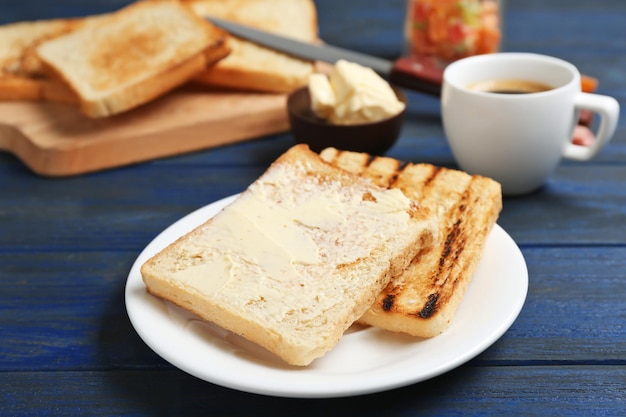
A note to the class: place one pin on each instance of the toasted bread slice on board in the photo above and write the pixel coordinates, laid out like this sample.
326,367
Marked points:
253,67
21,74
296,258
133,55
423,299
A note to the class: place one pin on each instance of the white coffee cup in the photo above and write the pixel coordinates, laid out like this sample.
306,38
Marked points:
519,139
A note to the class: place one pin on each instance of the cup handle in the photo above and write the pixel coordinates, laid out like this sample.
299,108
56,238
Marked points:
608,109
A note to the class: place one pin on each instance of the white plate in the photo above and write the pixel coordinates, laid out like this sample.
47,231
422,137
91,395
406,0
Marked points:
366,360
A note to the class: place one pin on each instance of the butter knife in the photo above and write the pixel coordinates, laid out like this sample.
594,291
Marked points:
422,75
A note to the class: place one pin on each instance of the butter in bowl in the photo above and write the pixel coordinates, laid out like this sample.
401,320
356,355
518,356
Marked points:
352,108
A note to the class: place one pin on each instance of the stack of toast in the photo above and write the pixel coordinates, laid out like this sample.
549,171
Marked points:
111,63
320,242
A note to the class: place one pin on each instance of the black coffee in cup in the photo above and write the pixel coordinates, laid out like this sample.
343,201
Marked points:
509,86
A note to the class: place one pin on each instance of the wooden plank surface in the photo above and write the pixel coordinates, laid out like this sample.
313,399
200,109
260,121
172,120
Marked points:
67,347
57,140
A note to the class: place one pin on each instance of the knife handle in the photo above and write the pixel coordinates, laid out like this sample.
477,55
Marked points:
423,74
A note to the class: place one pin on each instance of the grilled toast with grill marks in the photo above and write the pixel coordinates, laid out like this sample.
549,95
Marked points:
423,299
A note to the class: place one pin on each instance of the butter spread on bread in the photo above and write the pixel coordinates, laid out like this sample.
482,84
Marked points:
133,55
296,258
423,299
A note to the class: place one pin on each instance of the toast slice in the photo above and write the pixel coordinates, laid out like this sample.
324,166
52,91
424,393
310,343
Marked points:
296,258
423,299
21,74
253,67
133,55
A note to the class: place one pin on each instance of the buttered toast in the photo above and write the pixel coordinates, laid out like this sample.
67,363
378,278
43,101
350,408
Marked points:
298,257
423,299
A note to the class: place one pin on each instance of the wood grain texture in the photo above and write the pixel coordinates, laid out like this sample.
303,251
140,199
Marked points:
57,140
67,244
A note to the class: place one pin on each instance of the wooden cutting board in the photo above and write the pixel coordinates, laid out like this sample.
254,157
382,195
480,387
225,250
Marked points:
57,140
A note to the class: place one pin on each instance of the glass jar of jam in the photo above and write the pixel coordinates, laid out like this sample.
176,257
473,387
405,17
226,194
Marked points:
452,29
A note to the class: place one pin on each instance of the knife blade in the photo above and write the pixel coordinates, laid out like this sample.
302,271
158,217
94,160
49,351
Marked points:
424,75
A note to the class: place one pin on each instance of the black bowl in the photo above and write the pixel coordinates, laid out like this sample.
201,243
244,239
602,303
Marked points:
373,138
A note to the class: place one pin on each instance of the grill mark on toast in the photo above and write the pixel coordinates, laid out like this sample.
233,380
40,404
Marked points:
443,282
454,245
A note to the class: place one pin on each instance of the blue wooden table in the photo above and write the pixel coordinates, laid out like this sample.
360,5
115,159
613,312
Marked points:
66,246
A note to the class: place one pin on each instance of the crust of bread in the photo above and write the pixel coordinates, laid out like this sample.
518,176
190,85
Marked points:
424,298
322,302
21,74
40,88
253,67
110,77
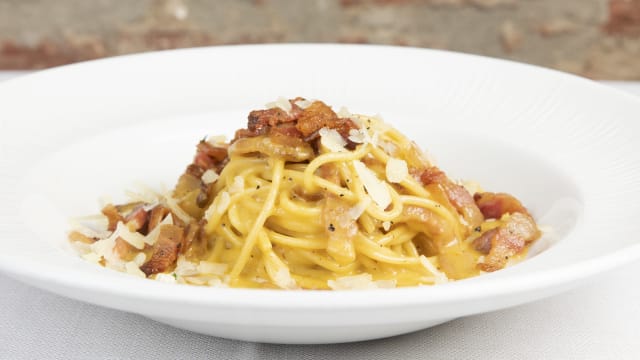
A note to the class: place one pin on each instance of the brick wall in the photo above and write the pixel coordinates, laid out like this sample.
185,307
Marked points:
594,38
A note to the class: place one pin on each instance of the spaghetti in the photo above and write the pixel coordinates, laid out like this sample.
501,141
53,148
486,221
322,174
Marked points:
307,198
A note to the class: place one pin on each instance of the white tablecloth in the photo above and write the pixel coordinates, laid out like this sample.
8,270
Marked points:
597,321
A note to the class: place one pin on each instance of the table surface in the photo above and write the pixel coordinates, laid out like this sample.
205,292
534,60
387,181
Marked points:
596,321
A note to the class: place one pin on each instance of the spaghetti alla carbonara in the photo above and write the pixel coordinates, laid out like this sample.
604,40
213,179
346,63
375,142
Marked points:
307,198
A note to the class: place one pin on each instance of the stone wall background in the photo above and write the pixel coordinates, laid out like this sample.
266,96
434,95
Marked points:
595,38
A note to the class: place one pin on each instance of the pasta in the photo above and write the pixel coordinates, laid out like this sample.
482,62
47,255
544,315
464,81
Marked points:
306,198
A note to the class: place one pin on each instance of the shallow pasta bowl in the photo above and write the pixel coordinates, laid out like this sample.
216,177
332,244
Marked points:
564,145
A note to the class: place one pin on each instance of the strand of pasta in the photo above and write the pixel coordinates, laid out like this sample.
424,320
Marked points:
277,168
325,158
+++++
» What to do
Your answer should consist only of the lines from the one with "of the table" through the end of the data above, reproduced exactly.

» Full response
A note to the class: place one pin on each instance of the table surface in the photo above and write the pixel coordinates, laid out like this sample.
205,292
534,60
387,181
Marked points:
596,321
A note to the class: place one pin on each instance of the spaghetti alla carbonara in the photo above and write the pixel coordinates, laid out like this sample.
604,40
213,179
346,63
375,142
Marked points:
307,198
A note to the class: place one pin on each instance of the stone wall background in the photo above and write the pixel coordinates, laid out like this sample.
266,96
434,95
Marked points:
595,38
A note to the class: place one pin on each instance of the pasta in the photo above and write the pixel coordinates, laid out like this sample.
482,62
47,255
544,315
464,81
Marked points:
306,198
A note to the class: place one pin on each instance of the shallow pasta bowl in the photo above and write the pixel coordinates, laid out like this sample.
216,177
332,244
Marked points:
564,145
A note to the class: place one pin on each instance of the strand of pasta in the photo above and write the pixel coordinates, laid out like this sample.
424,320
Marked points:
277,168
325,158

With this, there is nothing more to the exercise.